Text provided -
TRIBUTE: REMEMBERING OUR BLESSED PRINCE, AMIRI BARAKA
Amiri Baraka. Photo: Carl Nunn for The Black Star News
REMEMBERING AMIRI BARAKA 1934- 2014
"Each night I go out to count the stars,
And when they will not come out to be counted,
I count the holes they leave."-- Preface to a Twenty-Volume Suicide Note, Leroi Jones/Amiri Baraka
He was our university without walls.
He was our "Oom boom ba boom!" Our Blessed Prince. Amiri Baraka, among the finest of poets that this world has known.
In the years following the assassination of Malcolm X, Baraka's voice gained full volume so that by the time he published Wise, Why's Y's, he would deliver in 132 pages a history that could occupy volumes. In a single page the poet brings the reader to a conscious understanding of the atrocities of American slavery which formally spanned two hundred and forty-six years.
Years ago, Kimako, his late sister, spoke of her brother is such a loving voice when introducing him at her establishment in Harlem which bore her name. That peaceful afternoon of poetry and tea permeates memory.
Throughout the years I have seen the continued kindness with which Baraka allowed my students to sit in on his classes and later, to interview and to take photographs with him. This consideration despite his demanding and busy schedule. With a larger understanding of the poet's work, students gained important insights. For the final presentation, one young woman trained in ballet effectively danced the part of Lula in Baraka's Dutchman.
When tragedy struck this gentle sister, Kimako, we sent our prayers of support to the bewildered and anguished brother.
The poet as activist-humanitarian is clearly seen in 1968, the same year that saw the assassination of Dr. Martin Luther King. LeRoi Jones/Amiri Baraka appeared in the evening news with his head bandaged, injured and vilified for rescuing and transporting to the hospital those wounded during the Newark unrest. He was accused of having a gun; that fear of an African man with a gun echoed in Solomon Northup's narrative from 1853, Twelve Years a Slave. The medical doctor asked if he were the LeRoi Jones, and when the answer was yes, that doctor stitched his head without anesthesia.
I would witness the trial in Newark New Jersey, anxiously watching from the back as so much untruth was offered as testimony against the poet. But Baraka's lawyer, Mr. Raymon Brown, was up to the task, and he was acquitted.
Dutchman, would save my life. The play which I saw staged and on screen before I had knowledge of the ancient story of Set and Osiris, would awaken me to the deadly degrees of betrayal coming from someone who poses as knowing more about you than you know about yourself. At the theater in Jamaica, Queens, we laughed hard during the entire movie starring Robert Hooks, until the final moment when Lula turns the knife in Clay's belly. We exited the theater with our mouths still open in shock and in pain. It meant that the next time we encountered Lula, by another name and with another face, we would recognize the deadly negative energy.

Listed entries -
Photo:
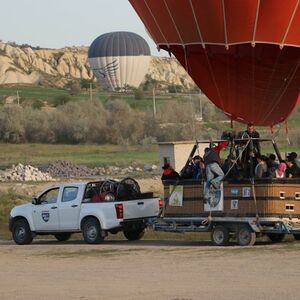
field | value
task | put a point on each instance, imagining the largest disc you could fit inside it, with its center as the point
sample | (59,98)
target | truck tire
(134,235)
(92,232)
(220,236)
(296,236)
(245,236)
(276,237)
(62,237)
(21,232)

How to complete this task -
Continue the tribute to Amiri Baraka, starting after its final sentence.

Written reply -
The humor and cosmic dimension, and sheer scholastic knowledge, help to provide the beauty needed to balance the terror in literature that examines life with honesty and courage. The science was always there in Baraka's writings: stars, die, stars disappear. There are black holes, whether the poet can actually count them or not. Professor and poet Sterling A. Brown would bring Howard University students, including LeRoi Jones to his home where they would listen to music. We all benefit from that education as we read Baraka's Blues People and Black Music and purchase our first record by Thelonius Monk. Many contemporary scholars would earn degrees studying the insightful and provocative works of Amiri Baraka.
Almost forty years ago, seventeen poets gathered to celebrate the life of Leon Damas.
The ceremony lasted for a number of hours. Amiri Baraka was the last, the seventeenth poet. Of course, by that time, the audience was elated, but exhausted. Until the warrior-poet started speaking.... And the room was charged with solar energies.
"Who was your favorite poet?" I asked a young man, about 10 or 11 years old, who had been so patient and so attentive.
He smiled effusively. "That last man," he said.
Almost twenty years later, at the ceremony for James Baldwin, and again just last year, for Jayne Cortez, Baraka, Djeli, delivered the praise which transcends grief.
Poet of the academy. Poet of the people. We will listen for your voice more than ever in the days and years ahead. Amiri Baraka, Blessed Prince, thank you for all the lessons which we will continue to learn. Thank you for helping us to know ourselves.